Passage to read:
%%

IF BEING A UNIQUE ALTERNATE SOCIETY WORKS FOR THE CHURCH AND IT DID PRIOR TO THE COUNCIL AND THE NEW LOFTIER THEOLOGY OF BISHOP BARRON, WHICH I'VE REPEATED MYSELF SINCE I WAS ORDAINED, ISN'T WORKING, SHOULD WE REACESS THE LOFTY THEOLOGY AND RETURN TO ELEMENTS OF THE ALTERNATE SOCIETY THAT THE CHURCH ONCE WAS?



Bishop Barron gives a wonderful apologetic as to why the Church is more than just a society to remember a dead hero--she is the mystical Body of Christ, all of us in one way or another are connected to Christ for our very eternal existence and in the Church all the the Sacraments are necessary for our eternal survival.

But then Bishop Barron says this truth, that we all know:

 We’re living in a time right now, it’s one of the most disturbing statistics you’ll see. When Catholics, members of this mystical body, are in huge numbers staying away from the sacraments. How many come to Mass? 25 percent maybe? 20 percent? Baptisms are falling off, in parishes around the country. Fewer and fewer people bringing their kids to be baptized. Marriages are falling off.

My comments and observations:

We can castigate the way were  and say that the Church as a society, an alternate society, misses the point of being a part of Christ's mystical body.

But Vatican II dismantled everything that kept people engaged, from those most likely to take their faith seriously to those on the periphery who would come because their Catholic identity, cultural as it might have been, captured their imagination and they were at least at Mass, had their children baptized, confirmed and First Communion and they got married in the Church and had a Catholic burial.

Today, even cultural Catholicism is in complete disarray.

Yes, yes, secularism and individualism are at the core of it. But we can't control that as a Church, but we can look and see what worked well prior to Vatican II and what we have discarded.

It will be very difficult to get Religious Life as strong and visible as it was prior to the council, but make no mistake about the influence of traditional Catholic women's orders on Catholics--this is gone today and the laity filling in are NOT capturing the Catholic imagination that the Religious Orders of yesteryear so effectively did.

The Mass is banal in many places and doesn't have to be even in the Ordinary Form. There is a loss a the sense of the sacred, of reverence of fear and wonder in the presence of the Lord. People are too casual with Holy Communion and anyone and their brother distributing it regardless of one's faith and morals. Even a poorly celebrated Mass in pre-Vatican II times, still managed to capture the spiritual imagination of those attending who understood so well "ex opere operato." Who knows what that even means today?

We can wring our hands all we want and promote a lofty theology of why we should be at Mass and live sacramental lives. But we are not capturing the religious imagination of our Catholics in a consistent way around the world as we did prior to the Council.

%%

How to complete this task:
In the commentary on Bishop Barron, what share of Catholics does he suggest come to Mass?

Given information:

%%

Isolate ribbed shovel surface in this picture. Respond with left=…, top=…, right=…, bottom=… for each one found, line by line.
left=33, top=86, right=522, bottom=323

%%

Task answer:
Maybe 25 percent, or perhaps 20 percent.